| About this exercise |
Give back each line of the data exactly.

== Segment start ==

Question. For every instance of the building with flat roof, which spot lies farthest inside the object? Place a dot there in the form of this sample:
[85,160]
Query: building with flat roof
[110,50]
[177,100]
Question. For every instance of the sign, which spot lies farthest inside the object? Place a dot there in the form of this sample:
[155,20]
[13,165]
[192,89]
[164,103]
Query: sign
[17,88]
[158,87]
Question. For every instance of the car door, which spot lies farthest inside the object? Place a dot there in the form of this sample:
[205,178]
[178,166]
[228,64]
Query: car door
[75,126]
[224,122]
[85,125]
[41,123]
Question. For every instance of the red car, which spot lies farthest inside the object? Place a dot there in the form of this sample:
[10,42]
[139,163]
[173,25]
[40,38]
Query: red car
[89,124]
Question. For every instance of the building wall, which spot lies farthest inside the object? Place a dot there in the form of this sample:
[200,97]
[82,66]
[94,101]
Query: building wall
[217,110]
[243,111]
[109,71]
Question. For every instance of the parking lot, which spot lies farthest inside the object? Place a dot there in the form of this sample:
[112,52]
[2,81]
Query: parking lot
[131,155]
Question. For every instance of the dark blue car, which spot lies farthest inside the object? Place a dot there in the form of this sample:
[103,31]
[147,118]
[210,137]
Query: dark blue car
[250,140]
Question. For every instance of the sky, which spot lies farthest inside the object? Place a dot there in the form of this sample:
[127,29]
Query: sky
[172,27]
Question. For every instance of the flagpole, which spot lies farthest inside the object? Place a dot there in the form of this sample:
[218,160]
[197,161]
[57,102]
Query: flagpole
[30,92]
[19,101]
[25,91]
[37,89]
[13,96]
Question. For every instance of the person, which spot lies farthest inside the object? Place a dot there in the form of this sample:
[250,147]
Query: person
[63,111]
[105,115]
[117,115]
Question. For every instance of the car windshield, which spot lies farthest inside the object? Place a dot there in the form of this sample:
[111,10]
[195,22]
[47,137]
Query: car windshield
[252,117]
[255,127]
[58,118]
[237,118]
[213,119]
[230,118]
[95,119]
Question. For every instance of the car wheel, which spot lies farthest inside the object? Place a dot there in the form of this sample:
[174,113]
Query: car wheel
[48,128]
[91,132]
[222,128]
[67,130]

== Segment end ==

| Completed exercise |
Question. For every instance of the building with flat roof, which spot lies farthest inside the object? Place a dot there in the form of this sample:
[85,160]
Query: building with flat roof
[110,50]
[177,100]
Question. For every instance of the sign, which spot lies farthest inside the object? Place a dot there in the form of this sample:
[155,20]
[13,165]
[192,89]
[164,103]
Query: sign
[17,88]
[158,87]
Question. For every instance of the car door, which spot lies farthest inside the object? Place a dot there in the form of this sample:
[205,178]
[178,166]
[228,64]
Query: car door
[75,126]
[224,122]
[85,125]
[41,123]
Question. For every instance of the red car, which spot lies farthest inside the object? Place a dot there in the form of this sample:
[10,42]
[139,163]
[173,25]
[40,38]
Query: red car
[89,124]
Question. For every instance of the building wall, which spot lies farthest inside the object? Place a dot there in the form of this sample:
[200,97]
[82,66]
[94,101]
Query: building wall
[217,110]
[243,111]
[109,71]
Question. For every instance of the parking lot, which spot lies farthest inside the object? Place a dot there in the form of this sample:
[112,52]
[2,81]
Query: parking lot
[131,155]
Question. For every instance of the dark blue car, which spot lies farthest inside the object? Place a dot there in the form of this sample:
[103,31]
[147,118]
[210,137]
Query: dark blue car
[250,140]
Question. For every instance of the sky, which spot lies farthest inside the object? Place a dot there in the form of this sample:
[127,29]
Query: sky
[172,27]
Question. For every instance of the flagpole, which spot lies farthest inside the object? Place a dot there in the form of this sample:
[218,160]
[197,161]
[57,102]
Query: flagpole
[30,92]
[19,101]
[25,91]
[37,89]
[13,96]
Question. For every instance of the person, which spot lies farthest inside the object? Place a dot there in the form of this sample:
[250,147]
Query: person
[63,111]
[105,115]
[117,115]
Question. For every instance of the car windshield, which spot lies farthest inside the object? Place a dot there in the form of this sample:
[111,10]
[195,22]
[47,137]
Query: car windshield
[252,117]
[255,127]
[58,118]
[237,118]
[213,119]
[230,118]
[95,119]
Question. For every instance of the car wheel, which spot lies farthest inside the object? Place a dot there in the form of this sample:
[174,113]
Query: car wheel
[48,128]
[91,132]
[222,128]
[67,130]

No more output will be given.